### DATASET EXCERPTS

○ ○ ○ ○ ○

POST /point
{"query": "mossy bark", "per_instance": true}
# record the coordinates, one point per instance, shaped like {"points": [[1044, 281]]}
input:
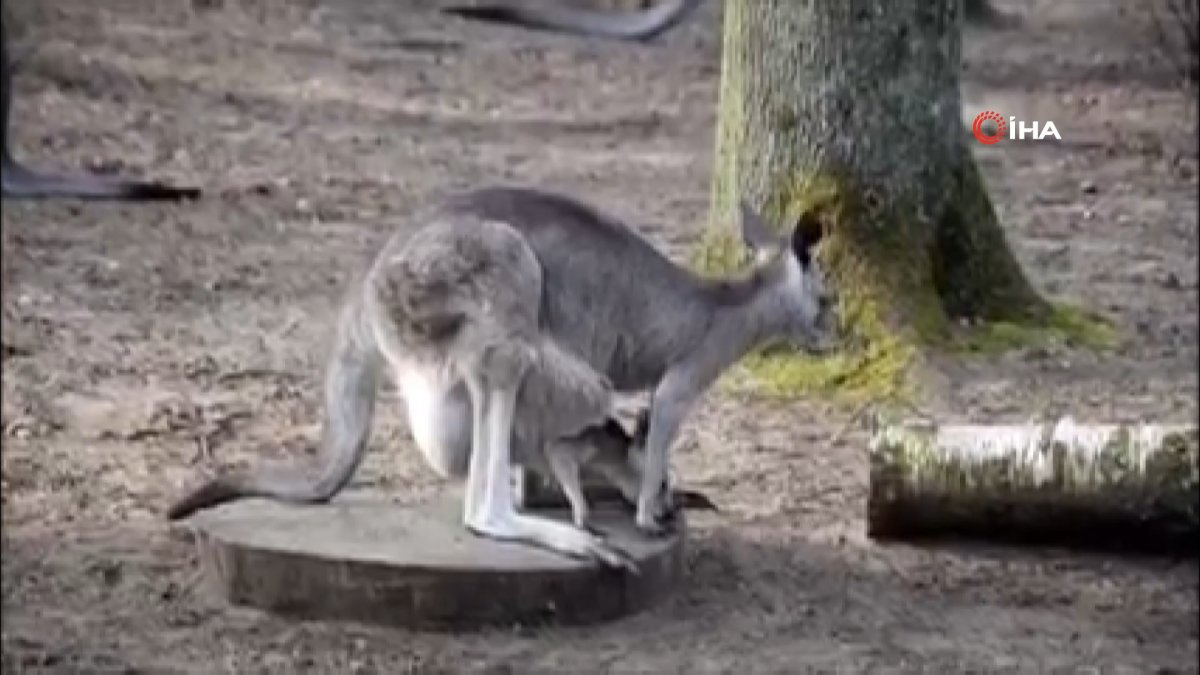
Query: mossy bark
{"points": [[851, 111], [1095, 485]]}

○ ○ ○ ○ ○

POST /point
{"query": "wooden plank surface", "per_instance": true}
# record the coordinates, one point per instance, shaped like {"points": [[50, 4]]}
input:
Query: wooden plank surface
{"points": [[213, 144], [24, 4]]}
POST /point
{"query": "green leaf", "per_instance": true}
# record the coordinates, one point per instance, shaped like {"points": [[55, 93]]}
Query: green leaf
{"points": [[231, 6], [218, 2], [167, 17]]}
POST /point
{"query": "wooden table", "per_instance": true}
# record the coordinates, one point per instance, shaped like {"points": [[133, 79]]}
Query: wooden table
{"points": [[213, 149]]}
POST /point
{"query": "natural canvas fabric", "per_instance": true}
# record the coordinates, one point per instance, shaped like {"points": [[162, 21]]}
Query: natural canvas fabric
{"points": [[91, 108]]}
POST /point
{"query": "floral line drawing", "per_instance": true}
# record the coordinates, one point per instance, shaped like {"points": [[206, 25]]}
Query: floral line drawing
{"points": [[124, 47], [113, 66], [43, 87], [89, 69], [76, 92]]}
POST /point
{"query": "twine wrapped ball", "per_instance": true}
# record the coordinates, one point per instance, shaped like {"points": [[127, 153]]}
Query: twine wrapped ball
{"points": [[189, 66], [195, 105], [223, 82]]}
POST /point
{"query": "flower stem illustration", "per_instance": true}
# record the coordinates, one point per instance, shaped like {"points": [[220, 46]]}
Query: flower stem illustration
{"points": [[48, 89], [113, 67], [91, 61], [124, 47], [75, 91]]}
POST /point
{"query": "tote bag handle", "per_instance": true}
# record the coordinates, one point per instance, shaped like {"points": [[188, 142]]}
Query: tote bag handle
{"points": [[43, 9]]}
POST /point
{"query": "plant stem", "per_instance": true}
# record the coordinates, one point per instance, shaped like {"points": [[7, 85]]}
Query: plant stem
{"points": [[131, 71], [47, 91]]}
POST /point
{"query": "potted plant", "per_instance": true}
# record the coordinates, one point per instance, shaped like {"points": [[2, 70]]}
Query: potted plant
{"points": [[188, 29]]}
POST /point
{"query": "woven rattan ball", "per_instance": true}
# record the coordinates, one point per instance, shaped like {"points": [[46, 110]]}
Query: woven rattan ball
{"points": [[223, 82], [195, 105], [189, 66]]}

○ ○ ○ ○ ○

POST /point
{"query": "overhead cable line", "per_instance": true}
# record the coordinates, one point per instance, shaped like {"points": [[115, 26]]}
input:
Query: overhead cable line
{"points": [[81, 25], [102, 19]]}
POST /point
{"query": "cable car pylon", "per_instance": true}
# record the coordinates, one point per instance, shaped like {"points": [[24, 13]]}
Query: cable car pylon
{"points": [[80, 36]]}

○ ○ ○ ○ ○

### WHAT THE TASK ASKS
Report each line of the material above that contains the string "green".

### RESULT BELOW
{"query": "green leaf", "per_instance": true}
Query: green leaf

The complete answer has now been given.